TO DO | From the line containing "on rock, one point per instance." onward, every line of the entries is to be set down exactly, the last line included.

(Referring expression pointing data)
-*-*-

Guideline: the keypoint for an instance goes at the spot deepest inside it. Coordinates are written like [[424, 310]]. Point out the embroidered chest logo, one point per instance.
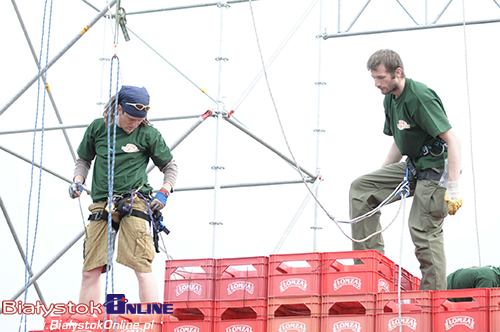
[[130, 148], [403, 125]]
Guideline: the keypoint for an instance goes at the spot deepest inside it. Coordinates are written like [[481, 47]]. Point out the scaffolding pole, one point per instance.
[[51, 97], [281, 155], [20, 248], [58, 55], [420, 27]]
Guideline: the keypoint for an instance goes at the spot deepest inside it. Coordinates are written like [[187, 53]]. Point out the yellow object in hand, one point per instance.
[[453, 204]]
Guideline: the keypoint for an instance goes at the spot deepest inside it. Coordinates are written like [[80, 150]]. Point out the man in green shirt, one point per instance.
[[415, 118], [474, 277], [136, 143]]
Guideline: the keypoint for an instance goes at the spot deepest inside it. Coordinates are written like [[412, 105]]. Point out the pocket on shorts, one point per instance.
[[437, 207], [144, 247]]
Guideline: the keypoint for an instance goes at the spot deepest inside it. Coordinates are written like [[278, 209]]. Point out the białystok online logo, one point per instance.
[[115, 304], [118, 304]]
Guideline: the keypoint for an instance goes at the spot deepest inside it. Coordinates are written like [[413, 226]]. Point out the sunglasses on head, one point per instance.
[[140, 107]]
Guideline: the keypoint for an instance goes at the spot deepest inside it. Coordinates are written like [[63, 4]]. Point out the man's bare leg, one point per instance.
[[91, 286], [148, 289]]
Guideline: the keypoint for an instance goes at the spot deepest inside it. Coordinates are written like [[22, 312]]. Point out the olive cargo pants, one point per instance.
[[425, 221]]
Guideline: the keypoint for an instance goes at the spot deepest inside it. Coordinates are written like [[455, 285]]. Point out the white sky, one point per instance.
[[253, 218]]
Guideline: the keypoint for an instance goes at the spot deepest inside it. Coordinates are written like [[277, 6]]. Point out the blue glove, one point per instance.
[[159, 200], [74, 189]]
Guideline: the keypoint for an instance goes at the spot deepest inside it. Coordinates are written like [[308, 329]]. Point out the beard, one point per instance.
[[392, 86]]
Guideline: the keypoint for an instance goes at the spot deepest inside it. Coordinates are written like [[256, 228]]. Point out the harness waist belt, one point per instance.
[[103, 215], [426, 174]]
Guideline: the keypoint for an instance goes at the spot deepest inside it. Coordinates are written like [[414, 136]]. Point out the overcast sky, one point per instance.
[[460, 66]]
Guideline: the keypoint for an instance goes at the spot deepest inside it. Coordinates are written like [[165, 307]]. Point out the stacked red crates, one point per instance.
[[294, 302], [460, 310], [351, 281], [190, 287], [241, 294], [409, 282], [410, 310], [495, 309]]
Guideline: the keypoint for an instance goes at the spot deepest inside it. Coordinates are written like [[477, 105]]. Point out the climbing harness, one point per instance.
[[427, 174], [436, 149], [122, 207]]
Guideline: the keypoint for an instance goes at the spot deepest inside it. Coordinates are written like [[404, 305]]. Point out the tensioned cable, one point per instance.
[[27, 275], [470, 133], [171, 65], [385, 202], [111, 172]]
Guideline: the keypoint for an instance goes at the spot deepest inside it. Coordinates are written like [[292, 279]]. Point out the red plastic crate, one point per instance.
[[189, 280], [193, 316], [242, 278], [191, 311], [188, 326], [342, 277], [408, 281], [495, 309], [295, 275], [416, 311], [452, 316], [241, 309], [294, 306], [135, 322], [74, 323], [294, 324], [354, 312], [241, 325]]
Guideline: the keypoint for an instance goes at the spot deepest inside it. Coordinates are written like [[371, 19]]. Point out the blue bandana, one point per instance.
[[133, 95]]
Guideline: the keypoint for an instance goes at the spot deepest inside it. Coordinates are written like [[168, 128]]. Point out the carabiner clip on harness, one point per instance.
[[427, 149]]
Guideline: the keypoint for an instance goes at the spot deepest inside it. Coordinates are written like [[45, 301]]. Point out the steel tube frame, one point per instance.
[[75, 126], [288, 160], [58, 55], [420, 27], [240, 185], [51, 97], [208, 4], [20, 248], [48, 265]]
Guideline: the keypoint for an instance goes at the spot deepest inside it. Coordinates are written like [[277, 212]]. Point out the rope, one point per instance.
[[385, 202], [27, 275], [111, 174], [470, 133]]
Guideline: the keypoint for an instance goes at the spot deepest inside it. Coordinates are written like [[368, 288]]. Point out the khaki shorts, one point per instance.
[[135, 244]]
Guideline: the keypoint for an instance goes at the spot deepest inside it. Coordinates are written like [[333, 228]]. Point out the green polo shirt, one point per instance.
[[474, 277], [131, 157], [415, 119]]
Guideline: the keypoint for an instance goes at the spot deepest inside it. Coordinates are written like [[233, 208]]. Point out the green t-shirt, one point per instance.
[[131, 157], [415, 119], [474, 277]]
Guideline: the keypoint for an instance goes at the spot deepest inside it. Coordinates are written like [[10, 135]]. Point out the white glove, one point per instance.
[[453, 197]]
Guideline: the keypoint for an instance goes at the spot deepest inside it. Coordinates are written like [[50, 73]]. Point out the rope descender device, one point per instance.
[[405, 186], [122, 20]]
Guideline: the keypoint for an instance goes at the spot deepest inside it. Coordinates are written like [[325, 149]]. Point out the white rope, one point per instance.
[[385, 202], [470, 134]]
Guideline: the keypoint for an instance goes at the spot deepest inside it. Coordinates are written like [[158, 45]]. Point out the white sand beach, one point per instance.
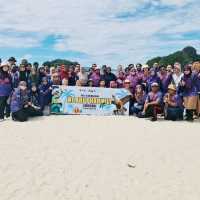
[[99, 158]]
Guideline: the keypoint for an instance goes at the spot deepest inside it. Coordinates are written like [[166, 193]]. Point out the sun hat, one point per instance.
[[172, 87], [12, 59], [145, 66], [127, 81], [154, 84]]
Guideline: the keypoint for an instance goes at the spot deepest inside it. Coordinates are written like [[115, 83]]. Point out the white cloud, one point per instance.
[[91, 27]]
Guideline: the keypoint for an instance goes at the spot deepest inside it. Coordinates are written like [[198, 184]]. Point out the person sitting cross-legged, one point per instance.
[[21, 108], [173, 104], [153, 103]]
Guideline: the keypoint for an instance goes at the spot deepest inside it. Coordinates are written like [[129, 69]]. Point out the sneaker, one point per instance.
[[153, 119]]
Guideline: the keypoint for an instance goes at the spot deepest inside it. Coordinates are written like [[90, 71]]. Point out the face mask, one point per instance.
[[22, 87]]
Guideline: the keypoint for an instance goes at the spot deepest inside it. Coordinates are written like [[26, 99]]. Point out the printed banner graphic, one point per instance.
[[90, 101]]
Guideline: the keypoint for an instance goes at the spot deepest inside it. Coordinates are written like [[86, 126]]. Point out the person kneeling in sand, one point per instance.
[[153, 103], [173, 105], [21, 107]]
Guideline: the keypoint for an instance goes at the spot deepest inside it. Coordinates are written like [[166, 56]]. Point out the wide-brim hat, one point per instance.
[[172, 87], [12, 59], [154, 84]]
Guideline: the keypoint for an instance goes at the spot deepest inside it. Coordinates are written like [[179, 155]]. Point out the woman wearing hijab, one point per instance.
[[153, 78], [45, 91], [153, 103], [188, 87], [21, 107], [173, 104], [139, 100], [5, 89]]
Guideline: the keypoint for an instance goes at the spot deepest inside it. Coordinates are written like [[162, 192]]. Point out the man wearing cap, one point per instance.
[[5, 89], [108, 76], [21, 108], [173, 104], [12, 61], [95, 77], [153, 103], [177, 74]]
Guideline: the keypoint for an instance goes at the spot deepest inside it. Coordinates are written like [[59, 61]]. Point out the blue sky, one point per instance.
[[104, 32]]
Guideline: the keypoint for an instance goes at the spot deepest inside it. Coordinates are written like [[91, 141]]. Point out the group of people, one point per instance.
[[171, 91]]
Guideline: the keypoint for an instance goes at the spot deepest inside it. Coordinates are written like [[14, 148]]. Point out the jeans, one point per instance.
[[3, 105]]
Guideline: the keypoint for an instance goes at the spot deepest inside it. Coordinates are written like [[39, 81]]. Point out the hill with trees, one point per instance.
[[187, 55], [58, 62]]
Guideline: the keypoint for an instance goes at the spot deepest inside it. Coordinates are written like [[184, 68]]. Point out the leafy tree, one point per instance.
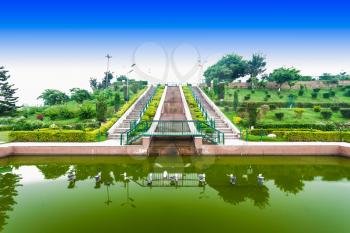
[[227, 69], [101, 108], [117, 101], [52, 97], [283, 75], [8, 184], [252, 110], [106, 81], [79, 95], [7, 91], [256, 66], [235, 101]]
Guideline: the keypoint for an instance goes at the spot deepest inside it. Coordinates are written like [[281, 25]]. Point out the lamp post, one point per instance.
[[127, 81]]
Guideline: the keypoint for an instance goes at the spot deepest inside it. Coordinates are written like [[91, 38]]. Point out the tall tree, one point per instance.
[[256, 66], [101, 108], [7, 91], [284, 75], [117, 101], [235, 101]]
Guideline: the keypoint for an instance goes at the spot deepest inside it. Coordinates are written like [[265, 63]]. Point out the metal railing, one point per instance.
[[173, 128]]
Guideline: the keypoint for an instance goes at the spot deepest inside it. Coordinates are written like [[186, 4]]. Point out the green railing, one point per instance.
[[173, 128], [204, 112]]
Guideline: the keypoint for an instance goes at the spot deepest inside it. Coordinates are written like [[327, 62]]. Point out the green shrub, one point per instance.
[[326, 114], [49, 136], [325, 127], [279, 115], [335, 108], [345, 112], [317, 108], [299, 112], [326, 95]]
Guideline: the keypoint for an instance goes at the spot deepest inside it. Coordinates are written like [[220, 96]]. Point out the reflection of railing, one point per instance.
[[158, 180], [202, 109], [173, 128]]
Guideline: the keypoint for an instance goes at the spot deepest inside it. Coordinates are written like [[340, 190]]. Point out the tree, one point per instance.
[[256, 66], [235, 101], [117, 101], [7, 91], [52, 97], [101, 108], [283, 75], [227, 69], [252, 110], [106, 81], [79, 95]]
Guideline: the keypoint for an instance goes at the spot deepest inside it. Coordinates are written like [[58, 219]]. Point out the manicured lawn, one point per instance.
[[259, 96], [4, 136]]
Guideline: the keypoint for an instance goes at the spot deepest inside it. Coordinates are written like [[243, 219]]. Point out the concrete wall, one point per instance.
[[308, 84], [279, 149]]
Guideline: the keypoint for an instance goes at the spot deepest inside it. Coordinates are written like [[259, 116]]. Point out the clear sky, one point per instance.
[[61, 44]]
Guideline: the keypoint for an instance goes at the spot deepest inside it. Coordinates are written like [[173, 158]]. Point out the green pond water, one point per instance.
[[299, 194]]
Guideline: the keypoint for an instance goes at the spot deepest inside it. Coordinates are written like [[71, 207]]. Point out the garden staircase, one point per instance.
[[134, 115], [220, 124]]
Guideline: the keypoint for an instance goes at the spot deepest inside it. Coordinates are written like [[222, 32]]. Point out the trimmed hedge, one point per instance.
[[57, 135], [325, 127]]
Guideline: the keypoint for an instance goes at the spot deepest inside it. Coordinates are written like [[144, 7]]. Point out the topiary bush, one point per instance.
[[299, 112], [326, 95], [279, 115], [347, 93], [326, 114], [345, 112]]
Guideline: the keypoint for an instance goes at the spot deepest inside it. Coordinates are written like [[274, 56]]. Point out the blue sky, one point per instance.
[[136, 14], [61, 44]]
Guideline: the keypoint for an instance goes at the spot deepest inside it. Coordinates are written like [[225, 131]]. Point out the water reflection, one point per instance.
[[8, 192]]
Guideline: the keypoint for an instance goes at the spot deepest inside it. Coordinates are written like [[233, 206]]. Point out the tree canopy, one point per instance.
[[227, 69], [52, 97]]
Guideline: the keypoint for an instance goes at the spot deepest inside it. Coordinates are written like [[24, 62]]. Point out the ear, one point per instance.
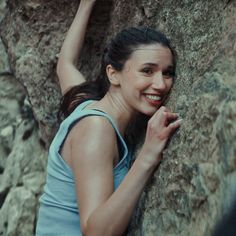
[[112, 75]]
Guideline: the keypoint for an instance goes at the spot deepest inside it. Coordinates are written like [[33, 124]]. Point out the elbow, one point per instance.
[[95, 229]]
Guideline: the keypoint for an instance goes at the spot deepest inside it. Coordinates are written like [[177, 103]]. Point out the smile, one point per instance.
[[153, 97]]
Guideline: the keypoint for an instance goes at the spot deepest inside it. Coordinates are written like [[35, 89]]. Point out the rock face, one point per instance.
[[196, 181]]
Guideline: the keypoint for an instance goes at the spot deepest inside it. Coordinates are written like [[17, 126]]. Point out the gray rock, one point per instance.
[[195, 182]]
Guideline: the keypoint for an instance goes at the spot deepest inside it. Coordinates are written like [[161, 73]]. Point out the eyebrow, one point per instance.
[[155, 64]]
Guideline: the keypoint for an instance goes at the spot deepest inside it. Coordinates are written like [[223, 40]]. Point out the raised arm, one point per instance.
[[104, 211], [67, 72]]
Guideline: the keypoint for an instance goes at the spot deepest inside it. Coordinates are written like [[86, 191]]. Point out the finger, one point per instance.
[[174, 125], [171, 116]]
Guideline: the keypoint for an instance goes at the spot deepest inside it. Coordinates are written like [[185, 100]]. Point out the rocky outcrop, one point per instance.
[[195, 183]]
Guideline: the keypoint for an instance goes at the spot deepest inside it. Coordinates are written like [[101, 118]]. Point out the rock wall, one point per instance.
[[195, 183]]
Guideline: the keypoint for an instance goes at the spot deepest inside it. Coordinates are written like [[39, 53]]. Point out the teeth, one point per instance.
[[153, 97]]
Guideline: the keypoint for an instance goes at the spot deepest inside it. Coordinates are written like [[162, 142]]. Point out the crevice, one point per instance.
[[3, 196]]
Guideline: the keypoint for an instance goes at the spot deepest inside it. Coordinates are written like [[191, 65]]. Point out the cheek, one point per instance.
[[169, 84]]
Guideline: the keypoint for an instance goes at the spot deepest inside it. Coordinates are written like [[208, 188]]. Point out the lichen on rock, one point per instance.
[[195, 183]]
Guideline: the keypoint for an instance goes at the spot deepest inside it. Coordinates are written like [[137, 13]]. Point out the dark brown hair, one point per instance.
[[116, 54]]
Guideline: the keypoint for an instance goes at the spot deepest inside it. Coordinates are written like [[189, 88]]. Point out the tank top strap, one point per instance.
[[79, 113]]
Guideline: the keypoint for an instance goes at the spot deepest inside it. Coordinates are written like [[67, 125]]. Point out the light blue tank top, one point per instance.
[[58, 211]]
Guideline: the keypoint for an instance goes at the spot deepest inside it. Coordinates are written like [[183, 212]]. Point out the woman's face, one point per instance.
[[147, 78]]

-*-*-

RESULT |
Guideline: the keypoint for an instance goes at the spot deepest inside it. Coordinates are written like [[208, 188]]. Point out the lichen on rock, one point per instance.
[[195, 183]]
Guideline: the keypoint for an instance goes at the spot deepest inside it. Coordinates are written like [[137, 13]]. Point out the dark brown hair, one point per instance.
[[116, 54]]
Guideline: the keypoint for an instance goes at the spot deepest inside it. Coordinates are written like [[189, 88]]. Point out the tank top strap, one point per instance.
[[79, 113]]
Guideline: the keypoint for an instance goes at the spot deepest inside it. Coordinates are written like [[67, 125]]. Point out the light blue tank top, one point per instance.
[[58, 211]]
Guideline: the keypoint for an instance goes at the spot deepest inside it. Coordinates are written like [[183, 212]]. Point out the woman's face, one point per instance.
[[147, 78]]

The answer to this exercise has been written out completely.